Object detection data:
__________________________________________________

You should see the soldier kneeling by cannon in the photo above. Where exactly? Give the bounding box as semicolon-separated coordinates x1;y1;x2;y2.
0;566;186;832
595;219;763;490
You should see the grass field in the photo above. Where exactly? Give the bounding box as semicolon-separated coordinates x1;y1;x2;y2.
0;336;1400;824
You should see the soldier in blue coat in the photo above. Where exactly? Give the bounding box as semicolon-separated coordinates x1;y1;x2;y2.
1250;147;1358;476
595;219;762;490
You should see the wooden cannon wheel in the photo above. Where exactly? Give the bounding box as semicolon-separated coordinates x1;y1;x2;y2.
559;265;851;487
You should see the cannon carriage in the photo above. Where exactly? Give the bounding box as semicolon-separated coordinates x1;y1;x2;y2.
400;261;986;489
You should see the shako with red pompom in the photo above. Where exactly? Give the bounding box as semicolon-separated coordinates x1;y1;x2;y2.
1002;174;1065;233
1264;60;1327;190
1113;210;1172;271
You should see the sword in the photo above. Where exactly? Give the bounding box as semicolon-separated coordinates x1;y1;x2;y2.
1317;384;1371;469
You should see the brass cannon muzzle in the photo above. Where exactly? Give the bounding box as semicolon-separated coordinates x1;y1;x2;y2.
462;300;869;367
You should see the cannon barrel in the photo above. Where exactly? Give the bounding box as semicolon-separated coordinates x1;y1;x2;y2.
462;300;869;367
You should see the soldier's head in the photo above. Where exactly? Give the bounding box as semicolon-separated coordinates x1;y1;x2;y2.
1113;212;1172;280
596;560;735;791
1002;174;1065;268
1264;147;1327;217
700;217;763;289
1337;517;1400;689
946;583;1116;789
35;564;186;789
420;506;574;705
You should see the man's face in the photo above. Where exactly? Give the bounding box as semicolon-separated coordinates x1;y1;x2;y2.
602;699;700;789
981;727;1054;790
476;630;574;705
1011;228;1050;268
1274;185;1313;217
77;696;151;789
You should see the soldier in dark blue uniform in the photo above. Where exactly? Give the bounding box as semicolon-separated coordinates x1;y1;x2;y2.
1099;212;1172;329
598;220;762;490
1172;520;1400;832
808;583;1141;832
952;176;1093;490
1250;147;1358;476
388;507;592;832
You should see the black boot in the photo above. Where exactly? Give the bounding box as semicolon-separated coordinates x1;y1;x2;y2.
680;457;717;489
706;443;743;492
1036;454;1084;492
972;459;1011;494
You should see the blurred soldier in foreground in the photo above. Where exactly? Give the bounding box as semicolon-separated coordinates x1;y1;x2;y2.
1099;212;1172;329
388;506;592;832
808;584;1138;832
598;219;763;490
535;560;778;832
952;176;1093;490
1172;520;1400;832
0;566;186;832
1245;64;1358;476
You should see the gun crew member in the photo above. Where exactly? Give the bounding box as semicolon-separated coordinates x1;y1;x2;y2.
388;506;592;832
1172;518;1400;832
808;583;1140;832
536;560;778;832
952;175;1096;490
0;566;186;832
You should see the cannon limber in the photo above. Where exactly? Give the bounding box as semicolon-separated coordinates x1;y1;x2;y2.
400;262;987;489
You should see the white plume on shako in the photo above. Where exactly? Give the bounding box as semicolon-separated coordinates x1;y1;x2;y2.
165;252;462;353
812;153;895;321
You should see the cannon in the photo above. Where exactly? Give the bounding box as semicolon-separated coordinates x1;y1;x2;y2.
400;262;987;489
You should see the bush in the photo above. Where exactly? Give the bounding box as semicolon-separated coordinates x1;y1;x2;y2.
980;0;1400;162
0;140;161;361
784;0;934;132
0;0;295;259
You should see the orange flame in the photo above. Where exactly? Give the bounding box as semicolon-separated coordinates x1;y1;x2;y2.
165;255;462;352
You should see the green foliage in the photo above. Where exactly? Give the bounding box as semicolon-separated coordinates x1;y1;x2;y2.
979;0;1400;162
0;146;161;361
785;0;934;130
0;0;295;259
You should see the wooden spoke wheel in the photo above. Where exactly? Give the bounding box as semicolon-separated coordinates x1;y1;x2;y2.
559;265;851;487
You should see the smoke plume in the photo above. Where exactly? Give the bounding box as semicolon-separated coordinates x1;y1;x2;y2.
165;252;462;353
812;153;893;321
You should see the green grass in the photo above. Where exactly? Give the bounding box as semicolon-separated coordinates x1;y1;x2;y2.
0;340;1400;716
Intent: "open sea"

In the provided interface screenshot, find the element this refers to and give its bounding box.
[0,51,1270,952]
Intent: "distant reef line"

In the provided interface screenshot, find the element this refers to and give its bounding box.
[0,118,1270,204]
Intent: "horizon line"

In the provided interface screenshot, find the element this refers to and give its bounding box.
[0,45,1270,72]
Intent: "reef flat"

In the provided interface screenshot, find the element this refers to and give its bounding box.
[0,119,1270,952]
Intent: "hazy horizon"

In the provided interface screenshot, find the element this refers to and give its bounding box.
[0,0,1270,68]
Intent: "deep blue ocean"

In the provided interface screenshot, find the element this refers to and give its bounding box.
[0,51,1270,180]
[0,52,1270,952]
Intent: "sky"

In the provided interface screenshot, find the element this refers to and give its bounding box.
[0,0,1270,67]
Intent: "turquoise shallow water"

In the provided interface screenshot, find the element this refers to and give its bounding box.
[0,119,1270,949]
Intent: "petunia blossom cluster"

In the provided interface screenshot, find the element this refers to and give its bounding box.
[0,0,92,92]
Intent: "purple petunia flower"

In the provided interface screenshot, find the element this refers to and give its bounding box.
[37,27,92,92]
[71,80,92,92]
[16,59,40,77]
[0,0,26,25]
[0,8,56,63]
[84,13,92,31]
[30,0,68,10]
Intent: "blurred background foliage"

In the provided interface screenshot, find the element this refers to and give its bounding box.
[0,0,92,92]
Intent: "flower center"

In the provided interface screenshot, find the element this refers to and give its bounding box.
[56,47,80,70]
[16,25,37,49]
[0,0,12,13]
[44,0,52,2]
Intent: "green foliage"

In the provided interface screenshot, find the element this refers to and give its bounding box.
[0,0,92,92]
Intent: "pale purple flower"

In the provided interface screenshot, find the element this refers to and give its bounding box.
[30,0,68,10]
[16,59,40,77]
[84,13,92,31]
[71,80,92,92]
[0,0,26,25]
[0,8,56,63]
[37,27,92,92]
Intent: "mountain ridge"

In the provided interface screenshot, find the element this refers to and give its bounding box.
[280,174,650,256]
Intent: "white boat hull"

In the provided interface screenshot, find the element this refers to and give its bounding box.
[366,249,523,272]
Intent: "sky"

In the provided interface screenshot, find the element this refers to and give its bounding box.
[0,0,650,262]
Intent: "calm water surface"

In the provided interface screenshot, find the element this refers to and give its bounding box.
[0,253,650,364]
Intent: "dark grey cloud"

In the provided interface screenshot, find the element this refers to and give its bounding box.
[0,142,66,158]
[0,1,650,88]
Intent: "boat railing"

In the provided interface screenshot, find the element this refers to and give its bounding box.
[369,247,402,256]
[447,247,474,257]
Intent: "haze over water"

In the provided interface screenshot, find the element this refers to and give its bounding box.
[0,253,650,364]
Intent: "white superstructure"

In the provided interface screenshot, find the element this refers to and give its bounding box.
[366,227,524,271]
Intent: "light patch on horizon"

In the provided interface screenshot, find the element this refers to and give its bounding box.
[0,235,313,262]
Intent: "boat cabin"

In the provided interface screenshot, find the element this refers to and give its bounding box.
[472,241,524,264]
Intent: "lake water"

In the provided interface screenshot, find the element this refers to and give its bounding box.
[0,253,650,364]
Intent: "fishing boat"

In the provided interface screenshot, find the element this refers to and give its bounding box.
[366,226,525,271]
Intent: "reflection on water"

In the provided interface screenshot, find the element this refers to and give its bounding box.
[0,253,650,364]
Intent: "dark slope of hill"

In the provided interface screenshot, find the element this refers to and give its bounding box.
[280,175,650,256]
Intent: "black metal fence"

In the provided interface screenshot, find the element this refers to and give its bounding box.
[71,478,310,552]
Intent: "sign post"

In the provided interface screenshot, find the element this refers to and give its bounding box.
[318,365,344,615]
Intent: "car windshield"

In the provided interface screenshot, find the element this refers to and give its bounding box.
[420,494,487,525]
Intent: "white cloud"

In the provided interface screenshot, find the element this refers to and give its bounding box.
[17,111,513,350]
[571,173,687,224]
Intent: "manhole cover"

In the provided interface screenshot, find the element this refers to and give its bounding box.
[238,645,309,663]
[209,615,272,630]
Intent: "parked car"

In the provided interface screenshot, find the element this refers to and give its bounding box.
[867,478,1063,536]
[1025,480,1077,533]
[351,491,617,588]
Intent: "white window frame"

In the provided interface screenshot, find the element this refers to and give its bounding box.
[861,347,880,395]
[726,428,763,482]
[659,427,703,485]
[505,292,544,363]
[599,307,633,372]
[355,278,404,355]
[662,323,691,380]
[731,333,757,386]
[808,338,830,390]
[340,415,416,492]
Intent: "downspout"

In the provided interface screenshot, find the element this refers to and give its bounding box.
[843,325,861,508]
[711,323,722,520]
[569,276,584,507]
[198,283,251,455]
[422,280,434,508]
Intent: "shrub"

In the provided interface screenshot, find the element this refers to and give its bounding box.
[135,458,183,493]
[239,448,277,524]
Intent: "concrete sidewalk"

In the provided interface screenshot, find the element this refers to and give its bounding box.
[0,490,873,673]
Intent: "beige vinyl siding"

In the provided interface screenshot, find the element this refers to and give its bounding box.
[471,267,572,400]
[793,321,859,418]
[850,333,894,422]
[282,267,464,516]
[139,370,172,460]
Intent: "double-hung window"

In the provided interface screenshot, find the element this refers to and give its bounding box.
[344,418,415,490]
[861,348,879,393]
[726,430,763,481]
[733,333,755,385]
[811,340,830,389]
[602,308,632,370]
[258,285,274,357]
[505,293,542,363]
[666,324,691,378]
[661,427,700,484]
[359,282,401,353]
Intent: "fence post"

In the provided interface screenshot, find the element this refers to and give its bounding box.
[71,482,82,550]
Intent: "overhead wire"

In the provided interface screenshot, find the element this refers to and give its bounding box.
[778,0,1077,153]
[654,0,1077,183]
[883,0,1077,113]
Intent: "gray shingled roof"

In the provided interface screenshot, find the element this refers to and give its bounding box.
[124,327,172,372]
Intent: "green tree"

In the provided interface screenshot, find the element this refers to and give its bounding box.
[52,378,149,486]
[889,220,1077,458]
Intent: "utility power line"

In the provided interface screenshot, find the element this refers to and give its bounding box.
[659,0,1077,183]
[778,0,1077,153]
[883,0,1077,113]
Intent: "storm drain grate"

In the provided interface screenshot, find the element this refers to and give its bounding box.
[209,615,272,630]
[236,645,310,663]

__________________________________________________

Copy the lines word for word, starting with the first line and ending with the line that contains "0;336;1400;824".

OUTPUT OF THE EXERCISE:
You should see the soldier kneeling by cannon in the photo above. Where exactly? Give the bounding box as semicolon-separated coordinates x1;y1;x2;y2.
0;566;186;832
595;219;763;490
You should see the grass field in the photo above. Where exactly? Give the bounding box as semicolon-separated coordinates x1;y1;x2;y2.
0;336;1400;824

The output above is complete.